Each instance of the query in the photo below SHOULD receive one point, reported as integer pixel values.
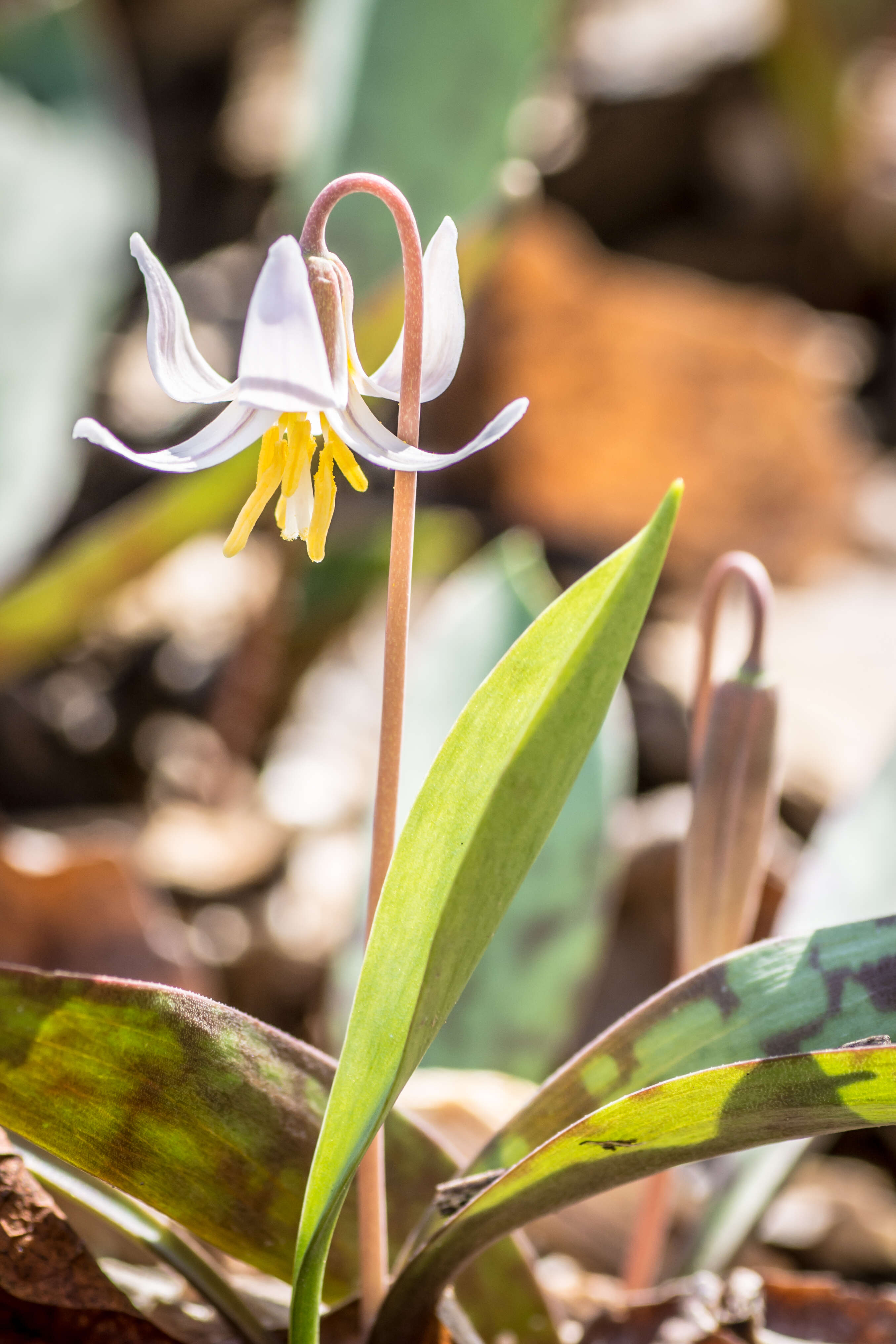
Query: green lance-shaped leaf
(815, 992)
(702, 1115)
(480, 819)
(210, 1117)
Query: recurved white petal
(282, 362)
(361, 429)
(444, 324)
(229, 433)
(178, 366)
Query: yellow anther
(300, 448)
(271, 471)
(324, 503)
(344, 457)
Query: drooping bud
(324, 279)
(725, 857)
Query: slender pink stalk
(755, 578)
(651, 1232)
(371, 1175)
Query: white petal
(361, 429)
(282, 362)
(229, 433)
(443, 323)
(178, 366)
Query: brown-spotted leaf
(42, 1258)
(684, 1120)
(206, 1115)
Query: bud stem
(371, 1175)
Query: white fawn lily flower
(299, 377)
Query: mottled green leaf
(702, 1115)
(420, 93)
(76, 182)
(773, 998)
(207, 1116)
(479, 822)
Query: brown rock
(640, 373)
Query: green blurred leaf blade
(684, 1120)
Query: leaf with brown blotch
(210, 1117)
(684, 1120)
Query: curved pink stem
(761, 595)
(371, 1175)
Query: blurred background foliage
(679, 240)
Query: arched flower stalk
(300, 382)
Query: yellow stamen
(271, 471)
(344, 457)
(297, 498)
(324, 505)
(300, 445)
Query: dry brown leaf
(50, 1285)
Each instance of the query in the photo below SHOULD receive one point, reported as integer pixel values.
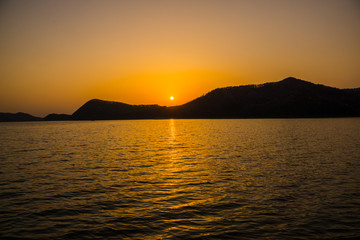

# # # # # # #

# [Given problem]
Switch "dry" to "withered" in the stretch from the line with "Query: arched flower stalk" through the end of the rows, and give that stretch again with nothing else changed. Leave the pictures out.

# [Exercise response]
Query: arched flower stalk
(300, 382)
Query: yellow stamen
(271, 471)
(344, 457)
(297, 498)
(324, 505)
(300, 445)
Query: withered brown leaf
(50, 1285)
Each instance of the query in the photo below SHOULD receive one point, reported as integer pixel values.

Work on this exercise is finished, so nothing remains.